Source passage:
[BEGIN]

Hi there!
I wanted to train a model for faceswapping which is basically using a shared encoder for 2 decoders (1 for each face). I didn’t put them all in one model, but I kept it modular as indicated in the code below. My question is, if I don’t include the weights of the encoder in the optimizer, do they ever get updated in the training stage?
# Instantiate three different modules
encoder = model.module.encoder
decoder_potter = copy.deepcopy(model.module.decoder)
decoder_chua = copy.deepcopy(model.module.decoder)
# Other hyperparameters
criterion = nn.MSELoss()
params_chua = list(decoder_chua.parameters())
params_potter = list(decoder_potter.parameters())
optimizer_chua = torch.optim.SGD(
filter(lambda p: p.requires_grad, params_chua),
args.lr,
weight_decay=args.weight_decay)

[END]

Information supplied:
[BEGIN]

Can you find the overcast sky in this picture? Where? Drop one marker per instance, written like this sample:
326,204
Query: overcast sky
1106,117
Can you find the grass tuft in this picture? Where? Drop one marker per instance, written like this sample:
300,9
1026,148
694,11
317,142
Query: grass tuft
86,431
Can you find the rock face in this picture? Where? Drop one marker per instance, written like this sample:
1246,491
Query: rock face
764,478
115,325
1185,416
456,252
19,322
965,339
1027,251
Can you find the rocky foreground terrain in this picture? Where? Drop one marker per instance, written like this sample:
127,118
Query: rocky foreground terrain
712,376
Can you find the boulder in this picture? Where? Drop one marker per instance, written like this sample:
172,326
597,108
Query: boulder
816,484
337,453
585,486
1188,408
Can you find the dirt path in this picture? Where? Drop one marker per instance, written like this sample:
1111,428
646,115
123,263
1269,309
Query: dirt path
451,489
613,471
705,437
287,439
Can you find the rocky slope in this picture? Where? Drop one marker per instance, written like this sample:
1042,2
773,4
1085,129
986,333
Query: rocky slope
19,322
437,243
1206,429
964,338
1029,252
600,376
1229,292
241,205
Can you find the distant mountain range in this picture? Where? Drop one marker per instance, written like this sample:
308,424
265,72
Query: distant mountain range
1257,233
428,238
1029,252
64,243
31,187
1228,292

[END]
[BEGIN]

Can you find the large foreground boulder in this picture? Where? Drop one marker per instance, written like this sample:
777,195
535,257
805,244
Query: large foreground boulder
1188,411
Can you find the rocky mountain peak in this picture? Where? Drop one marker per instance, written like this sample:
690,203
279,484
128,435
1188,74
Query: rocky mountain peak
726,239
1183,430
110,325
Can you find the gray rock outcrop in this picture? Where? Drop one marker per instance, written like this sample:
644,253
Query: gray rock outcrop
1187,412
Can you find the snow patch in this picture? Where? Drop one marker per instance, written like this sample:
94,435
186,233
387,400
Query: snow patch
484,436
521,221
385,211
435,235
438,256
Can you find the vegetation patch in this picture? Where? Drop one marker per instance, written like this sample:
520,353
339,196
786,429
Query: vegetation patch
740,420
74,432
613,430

[END]

Problem set:
A – List every line of the listing that contains the string "slope", treating uppercase and lowercase as different.
B – Continue the forum post about a shared encoder with two decoders, picking up after its last line.
The forum post and the listing are unrelated to each other.

Outputs for the tasks:
A –
Can you find the rocky slope in this picture? Where? Drop one marker per instance, written like this sample:
Query: rocky slope

B –
optimizer_potter = torch.optim.SGD(
filter(lambda p: p.requires_grad, params_potter),
args.lr,
weight_decay=args.weight_decay)
Basically, I only have these two optimizers during training. My training loop can be seen below:
for i, (img_chua, img_potter) in tqdm(enumerate(zip(train_loader_chua, cycle(train_loader_potter)))):
img_chua, img_potter = img_chua[0].cuda(), img_potter[0].cuda()
img_chua_recon = decoder_chua(encoder(img_chua))
chua_loss = criterion(img_chua_recon, img_chua)
total_chua_loss += chua_loss
optimizer_chua.zero_grad()
chua_loss.backward()
optimizer_chua.step()
img_potter_recon = decoder_potter(encoder(img_potter))
potter_loss = criterion(img_potter_recon, img_potter)
total_potter_loss += potter_loss
optimizer_potter.zero_grad()
potter_loss.backward()
optimizer_potter.step()
Thank you very much.